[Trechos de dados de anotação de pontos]

• • • • • • •

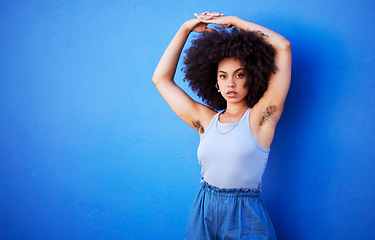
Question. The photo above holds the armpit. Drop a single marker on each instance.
(270, 110)
(197, 125)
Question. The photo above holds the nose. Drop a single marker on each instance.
(230, 82)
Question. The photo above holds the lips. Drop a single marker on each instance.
(231, 94)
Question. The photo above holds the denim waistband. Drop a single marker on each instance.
(230, 192)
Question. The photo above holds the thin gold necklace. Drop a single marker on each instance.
(234, 109)
(217, 127)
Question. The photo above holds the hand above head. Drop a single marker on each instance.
(215, 18)
(197, 26)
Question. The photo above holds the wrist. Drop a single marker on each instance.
(185, 28)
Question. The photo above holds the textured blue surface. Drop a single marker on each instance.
(89, 150)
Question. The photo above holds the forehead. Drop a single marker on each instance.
(229, 64)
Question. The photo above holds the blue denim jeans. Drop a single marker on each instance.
(228, 214)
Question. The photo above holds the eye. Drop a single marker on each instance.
(240, 75)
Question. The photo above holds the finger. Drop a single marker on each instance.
(197, 16)
(210, 30)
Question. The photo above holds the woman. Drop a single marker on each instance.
(247, 74)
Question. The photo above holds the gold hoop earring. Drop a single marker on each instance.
(217, 87)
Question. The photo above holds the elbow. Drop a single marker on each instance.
(155, 80)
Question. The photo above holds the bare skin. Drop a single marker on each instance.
(266, 112)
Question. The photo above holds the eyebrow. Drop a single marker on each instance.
(234, 71)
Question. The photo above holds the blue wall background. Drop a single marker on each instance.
(89, 150)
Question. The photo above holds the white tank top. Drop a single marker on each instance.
(232, 160)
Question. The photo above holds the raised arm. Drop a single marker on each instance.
(193, 113)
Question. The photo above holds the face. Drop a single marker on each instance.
(231, 79)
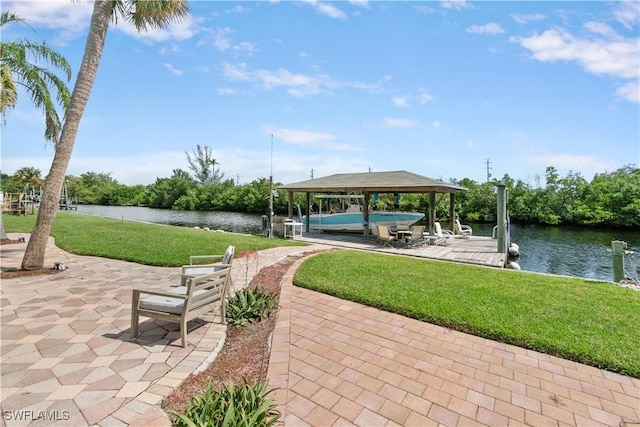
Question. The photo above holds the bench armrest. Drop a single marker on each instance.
(193, 258)
(138, 291)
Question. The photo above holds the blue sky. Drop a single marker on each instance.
(435, 88)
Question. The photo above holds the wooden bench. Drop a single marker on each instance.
(200, 295)
(195, 268)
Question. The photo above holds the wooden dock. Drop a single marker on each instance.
(477, 250)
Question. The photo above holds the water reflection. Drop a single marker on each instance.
(570, 251)
(567, 251)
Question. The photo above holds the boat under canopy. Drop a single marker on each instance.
(347, 216)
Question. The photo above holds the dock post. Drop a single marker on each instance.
(617, 248)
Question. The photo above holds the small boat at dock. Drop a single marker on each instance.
(348, 217)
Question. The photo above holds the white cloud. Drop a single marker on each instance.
(604, 53)
(627, 13)
(70, 18)
(490, 28)
(400, 102)
(327, 9)
(425, 96)
(391, 122)
(296, 84)
(173, 70)
(525, 19)
(574, 162)
(360, 3)
(423, 9)
(220, 39)
(308, 138)
(456, 4)
(182, 30)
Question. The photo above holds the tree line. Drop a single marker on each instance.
(609, 200)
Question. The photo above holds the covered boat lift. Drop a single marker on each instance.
(368, 183)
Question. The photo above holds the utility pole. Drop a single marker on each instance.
(271, 194)
(488, 161)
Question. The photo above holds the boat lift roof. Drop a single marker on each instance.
(381, 182)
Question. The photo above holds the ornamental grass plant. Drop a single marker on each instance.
(590, 322)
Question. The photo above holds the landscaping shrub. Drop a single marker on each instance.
(249, 305)
(244, 406)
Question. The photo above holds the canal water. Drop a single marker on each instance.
(568, 251)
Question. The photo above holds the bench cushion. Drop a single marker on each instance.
(168, 304)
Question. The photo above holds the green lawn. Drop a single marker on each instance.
(144, 243)
(591, 322)
(595, 323)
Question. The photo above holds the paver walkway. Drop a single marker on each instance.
(339, 363)
(66, 355)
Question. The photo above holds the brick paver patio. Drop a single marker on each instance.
(67, 359)
(66, 355)
(339, 363)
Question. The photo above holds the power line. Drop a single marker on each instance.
(488, 162)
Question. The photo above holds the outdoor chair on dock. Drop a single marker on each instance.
(180, 304)
(385, 236)
(441, 237)
(462, 230)
(417, 236)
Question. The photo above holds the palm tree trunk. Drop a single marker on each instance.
(35, 251)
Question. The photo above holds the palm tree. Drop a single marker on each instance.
(143, 14)
(19, 67)
(16, 70)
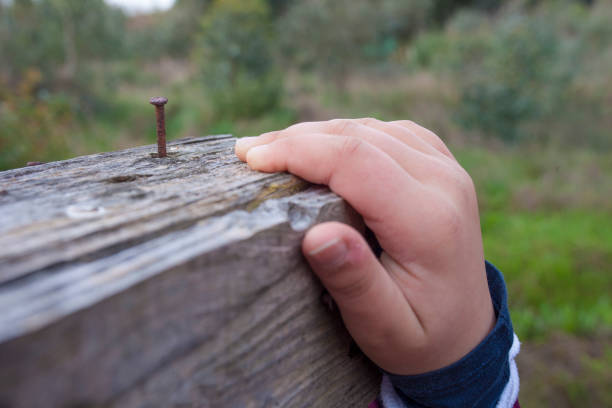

• • • • • • •

Informe somente quantas linhas dos itens acima contêm a palavra "gold".

• [Solução da tarefa]: 2